— Exercise goal —
Copy out the stretch of lines from the one containing "spruce tree shown above." through the one containing "[291,117,474,172]", keeping every request line as it is but shifting each bounding box coordinate up by 140.

Bounding box annotation entries:
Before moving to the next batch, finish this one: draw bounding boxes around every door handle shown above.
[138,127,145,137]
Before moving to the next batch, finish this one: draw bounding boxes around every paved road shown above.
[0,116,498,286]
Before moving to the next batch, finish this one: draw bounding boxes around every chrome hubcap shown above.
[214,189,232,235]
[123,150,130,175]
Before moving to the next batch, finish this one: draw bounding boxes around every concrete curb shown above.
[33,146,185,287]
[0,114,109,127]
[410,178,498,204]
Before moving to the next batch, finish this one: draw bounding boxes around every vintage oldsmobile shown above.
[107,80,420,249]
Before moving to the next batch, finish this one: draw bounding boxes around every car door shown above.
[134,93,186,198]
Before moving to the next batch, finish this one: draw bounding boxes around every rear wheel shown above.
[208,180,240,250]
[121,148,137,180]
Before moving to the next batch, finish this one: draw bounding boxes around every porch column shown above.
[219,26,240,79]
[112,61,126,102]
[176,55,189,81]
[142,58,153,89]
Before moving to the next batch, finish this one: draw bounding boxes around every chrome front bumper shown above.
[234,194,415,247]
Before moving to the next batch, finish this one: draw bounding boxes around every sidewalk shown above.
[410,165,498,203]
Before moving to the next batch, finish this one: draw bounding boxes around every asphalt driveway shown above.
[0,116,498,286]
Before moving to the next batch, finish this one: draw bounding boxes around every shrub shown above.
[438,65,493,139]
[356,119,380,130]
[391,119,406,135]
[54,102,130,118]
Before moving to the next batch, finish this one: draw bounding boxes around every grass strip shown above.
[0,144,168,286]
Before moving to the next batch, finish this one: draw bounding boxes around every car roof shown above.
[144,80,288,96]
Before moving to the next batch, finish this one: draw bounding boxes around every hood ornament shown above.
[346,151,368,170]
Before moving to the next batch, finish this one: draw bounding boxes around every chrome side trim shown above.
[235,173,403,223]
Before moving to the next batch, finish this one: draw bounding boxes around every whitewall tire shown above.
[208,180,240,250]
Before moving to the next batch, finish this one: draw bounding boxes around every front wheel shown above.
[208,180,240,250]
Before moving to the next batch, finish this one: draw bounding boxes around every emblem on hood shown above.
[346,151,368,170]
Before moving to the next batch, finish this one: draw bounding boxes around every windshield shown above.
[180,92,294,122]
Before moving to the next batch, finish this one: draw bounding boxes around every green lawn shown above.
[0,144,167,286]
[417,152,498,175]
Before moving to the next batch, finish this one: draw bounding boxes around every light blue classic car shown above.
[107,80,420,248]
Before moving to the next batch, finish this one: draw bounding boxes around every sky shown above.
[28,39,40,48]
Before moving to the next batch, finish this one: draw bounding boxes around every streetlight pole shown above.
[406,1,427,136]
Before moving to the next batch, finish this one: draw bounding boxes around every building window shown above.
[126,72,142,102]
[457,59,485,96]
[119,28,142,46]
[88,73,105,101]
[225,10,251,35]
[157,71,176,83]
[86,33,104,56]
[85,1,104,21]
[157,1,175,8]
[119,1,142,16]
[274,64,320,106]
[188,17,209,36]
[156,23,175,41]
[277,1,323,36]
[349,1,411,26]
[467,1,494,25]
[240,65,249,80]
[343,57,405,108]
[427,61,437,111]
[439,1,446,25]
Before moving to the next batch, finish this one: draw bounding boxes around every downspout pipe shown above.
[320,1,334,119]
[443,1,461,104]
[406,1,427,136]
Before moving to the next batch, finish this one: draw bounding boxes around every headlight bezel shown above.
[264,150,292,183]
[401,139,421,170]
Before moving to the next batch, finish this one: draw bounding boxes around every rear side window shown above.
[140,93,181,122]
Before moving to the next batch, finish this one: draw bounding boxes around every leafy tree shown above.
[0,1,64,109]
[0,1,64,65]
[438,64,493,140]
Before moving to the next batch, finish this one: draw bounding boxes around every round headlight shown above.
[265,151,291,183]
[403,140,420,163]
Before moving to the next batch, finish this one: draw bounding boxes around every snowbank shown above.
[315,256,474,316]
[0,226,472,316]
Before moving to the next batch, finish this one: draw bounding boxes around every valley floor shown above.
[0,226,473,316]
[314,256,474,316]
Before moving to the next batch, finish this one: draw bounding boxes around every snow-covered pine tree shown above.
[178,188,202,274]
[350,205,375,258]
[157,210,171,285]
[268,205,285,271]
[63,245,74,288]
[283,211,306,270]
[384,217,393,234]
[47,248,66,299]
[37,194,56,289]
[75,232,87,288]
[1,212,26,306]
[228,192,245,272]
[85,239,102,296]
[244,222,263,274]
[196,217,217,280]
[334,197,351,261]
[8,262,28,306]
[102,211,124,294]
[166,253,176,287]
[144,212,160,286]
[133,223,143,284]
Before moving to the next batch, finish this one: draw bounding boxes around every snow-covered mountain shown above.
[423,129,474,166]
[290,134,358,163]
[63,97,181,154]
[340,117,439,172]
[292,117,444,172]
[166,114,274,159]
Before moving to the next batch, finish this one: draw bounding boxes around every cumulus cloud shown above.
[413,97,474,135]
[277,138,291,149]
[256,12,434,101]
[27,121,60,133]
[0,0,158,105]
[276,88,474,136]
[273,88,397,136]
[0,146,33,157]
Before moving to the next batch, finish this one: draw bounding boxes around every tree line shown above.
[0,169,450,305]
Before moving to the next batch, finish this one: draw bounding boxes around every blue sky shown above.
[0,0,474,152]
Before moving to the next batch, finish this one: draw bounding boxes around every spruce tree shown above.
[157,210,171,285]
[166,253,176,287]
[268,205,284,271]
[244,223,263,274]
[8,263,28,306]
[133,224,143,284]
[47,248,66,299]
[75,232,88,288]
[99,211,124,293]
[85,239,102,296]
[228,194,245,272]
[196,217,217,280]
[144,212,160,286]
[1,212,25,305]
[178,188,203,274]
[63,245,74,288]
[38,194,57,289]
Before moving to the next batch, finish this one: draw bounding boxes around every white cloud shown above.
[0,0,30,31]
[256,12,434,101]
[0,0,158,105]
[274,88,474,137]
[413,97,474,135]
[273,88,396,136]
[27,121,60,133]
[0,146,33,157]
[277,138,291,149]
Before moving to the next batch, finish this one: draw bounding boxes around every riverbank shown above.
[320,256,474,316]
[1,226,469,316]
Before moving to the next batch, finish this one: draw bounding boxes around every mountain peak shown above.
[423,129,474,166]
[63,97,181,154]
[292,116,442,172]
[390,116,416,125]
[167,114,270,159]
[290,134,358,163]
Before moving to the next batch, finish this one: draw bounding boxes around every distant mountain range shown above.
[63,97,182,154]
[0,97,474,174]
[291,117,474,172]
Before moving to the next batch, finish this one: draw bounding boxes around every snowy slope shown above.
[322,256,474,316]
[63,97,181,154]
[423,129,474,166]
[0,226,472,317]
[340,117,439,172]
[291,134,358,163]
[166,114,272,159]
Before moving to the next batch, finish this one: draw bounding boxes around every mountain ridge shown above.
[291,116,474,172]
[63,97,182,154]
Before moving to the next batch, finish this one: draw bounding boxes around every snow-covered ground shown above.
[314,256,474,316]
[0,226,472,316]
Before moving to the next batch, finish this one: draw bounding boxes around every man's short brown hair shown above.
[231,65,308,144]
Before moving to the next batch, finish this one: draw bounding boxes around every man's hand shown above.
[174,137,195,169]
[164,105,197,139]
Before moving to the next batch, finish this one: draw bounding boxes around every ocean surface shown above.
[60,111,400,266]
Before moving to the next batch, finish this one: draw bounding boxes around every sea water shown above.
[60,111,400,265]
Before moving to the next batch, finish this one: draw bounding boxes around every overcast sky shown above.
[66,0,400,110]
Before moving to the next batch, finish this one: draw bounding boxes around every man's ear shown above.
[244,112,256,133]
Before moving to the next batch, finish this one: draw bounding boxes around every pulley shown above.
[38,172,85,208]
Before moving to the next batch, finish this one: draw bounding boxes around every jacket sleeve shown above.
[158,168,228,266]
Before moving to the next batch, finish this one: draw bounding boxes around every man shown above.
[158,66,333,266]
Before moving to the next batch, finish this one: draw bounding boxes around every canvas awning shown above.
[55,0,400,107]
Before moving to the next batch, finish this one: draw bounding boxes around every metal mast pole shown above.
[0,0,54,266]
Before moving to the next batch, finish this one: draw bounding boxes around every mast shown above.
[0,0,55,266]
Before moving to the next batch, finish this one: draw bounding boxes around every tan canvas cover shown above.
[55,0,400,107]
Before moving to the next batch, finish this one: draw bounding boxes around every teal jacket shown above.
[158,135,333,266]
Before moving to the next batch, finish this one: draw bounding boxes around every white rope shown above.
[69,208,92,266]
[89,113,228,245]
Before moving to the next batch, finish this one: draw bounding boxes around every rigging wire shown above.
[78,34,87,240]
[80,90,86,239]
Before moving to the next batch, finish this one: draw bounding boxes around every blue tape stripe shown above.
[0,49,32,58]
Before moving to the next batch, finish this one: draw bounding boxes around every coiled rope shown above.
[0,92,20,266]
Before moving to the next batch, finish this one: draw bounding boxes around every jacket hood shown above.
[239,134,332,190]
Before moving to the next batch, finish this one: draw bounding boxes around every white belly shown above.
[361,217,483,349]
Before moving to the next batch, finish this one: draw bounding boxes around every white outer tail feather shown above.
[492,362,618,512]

— Result of the task —
Before moving to the next batch, finish this one: draw bounding boxes around every spruce tree shown above.
[297,350,311,425]
[306,393,316,427]
[408,345,424,411]
[384,363,403,414]
[148,403,168,446]
[273,364,283,424]
[187,388,206,439]
[215,372,228,428]
[239,351,264,433]
[225,379,242,436]
[368,334,385,412]
[336,357,357,420]
[284,352,300,426]
[141,352,165,445]
[318,328,343,414]
[203,385,214,428]
[178,334,197,429]
Before moving to the next batch, finish this one: draw bounding boxes around every white cloud shown above.
[140,140,170,171]
[396,152,574,241]
[140,140,298,245]
[414,228,614,277]
[553,237,614,275]
[413,228,536,276]
[167,261,200,273]
[140,286,173,297]
[417,278,431,289]
Before moving to the next batch, finish this one: draw bounding boxes around every riverbank shown above.
[460,396,614,456]
[141,366,609,456]
Before moving to the next batch, finish this one: draw bounding boxes around every mountain peak shown above.
[563,269,614,306]
[203,237,321,294]
[432,256,582,312]
[530,256,556,265]
[307,254,410,299]
[430,274,498,303]
Before moving to the next batch, finish this one: draw bounding boxes around every distant mountain range shown above.
[203,237,322,294]
[140,237,614,314]
[431,257,614,312]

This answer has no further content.